| MATERIAL TO PROCESS |

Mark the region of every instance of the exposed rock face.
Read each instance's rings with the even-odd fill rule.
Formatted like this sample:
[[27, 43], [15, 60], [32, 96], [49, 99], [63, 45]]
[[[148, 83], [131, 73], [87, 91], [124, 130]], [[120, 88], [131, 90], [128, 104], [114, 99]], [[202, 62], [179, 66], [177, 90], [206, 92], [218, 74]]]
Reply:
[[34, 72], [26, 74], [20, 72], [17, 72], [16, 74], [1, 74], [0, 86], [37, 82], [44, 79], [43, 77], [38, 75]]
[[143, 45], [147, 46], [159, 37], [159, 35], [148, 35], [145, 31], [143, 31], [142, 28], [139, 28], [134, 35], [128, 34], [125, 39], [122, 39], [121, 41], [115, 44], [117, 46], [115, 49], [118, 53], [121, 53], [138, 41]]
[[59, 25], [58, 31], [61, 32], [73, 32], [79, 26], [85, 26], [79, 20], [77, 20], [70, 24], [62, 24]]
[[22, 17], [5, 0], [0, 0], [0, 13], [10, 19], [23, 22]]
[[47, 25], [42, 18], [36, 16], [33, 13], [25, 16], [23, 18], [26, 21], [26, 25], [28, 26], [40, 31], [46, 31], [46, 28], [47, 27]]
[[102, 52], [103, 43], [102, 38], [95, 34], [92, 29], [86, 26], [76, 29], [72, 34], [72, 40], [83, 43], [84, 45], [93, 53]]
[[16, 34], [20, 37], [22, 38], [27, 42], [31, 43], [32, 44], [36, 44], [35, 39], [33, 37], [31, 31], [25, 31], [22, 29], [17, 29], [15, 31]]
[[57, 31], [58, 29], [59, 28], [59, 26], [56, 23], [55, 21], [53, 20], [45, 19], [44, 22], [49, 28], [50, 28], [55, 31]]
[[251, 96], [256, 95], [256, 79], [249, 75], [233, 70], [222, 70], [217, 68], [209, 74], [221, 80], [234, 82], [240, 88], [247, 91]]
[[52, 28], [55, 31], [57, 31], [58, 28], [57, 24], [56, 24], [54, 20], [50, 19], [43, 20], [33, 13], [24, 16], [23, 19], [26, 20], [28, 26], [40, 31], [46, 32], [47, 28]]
* * *
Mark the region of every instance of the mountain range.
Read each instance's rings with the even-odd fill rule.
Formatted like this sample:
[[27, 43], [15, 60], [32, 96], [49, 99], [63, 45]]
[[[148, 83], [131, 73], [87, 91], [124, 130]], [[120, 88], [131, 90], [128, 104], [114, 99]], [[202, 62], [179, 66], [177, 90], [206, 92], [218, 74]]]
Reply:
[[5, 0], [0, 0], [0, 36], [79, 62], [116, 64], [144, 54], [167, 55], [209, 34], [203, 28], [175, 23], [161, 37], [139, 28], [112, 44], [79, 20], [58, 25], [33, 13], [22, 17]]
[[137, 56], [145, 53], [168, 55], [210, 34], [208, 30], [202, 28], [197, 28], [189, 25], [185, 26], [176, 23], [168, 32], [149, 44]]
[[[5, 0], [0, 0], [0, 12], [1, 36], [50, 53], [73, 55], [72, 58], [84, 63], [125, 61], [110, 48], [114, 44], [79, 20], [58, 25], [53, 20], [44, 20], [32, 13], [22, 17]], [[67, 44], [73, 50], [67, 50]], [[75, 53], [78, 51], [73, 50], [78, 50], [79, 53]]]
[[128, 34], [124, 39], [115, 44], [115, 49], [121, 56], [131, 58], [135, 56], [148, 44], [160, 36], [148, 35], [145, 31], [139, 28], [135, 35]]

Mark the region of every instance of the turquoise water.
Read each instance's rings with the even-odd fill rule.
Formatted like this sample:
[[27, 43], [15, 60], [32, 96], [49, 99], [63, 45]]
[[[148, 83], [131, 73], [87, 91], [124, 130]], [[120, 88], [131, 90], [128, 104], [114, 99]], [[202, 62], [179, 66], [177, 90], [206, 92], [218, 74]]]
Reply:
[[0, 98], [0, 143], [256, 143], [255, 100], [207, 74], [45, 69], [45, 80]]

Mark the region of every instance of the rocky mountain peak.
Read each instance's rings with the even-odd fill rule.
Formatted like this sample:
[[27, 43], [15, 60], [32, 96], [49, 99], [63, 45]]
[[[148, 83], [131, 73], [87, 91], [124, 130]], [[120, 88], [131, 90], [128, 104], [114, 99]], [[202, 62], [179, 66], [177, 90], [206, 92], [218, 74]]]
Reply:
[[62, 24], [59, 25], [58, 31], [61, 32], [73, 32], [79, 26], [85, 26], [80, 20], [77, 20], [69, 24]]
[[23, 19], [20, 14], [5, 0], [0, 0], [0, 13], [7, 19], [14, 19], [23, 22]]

| GIVEN EXERCISE |
Copy the items above again in full, requests included, beginning at the line that has "Mark the region of every instance of the rocky" and stopping after the line that has "[14, 19], [23, 22]]". Shift every coordinate in the answer outlines by adding 109 to it, and leave the requests and their format samples unchanged.

| COMPLETE OUTPUT |
Mark the region of every instance of the rocky mountain peak.
Read each instance's rings with the even-odd fill rule.
Formatted like this sample:
[[27, 43], [15, 60], [32, 96], [49, 99], [63, 45]]
[[[148, 83], [131, 73], [87, 91], [124, 130]], [[120, 88], [131, 90], [128, 104], [114, 99]], [[202, 62], [179, 66], [177, 90], [206, 92], [218, 74]]]
Reply:
[[171, 133], [168, 134], [167, 140], [170, 141], [182, 141], [188, 135], [194, 135], [189, 129], [186, 129], [178, 133]]
[[132, 128], [129, 123], [114, 109], [109, 109], [109, 122], [116, 128], [123, 128], [132, 131]]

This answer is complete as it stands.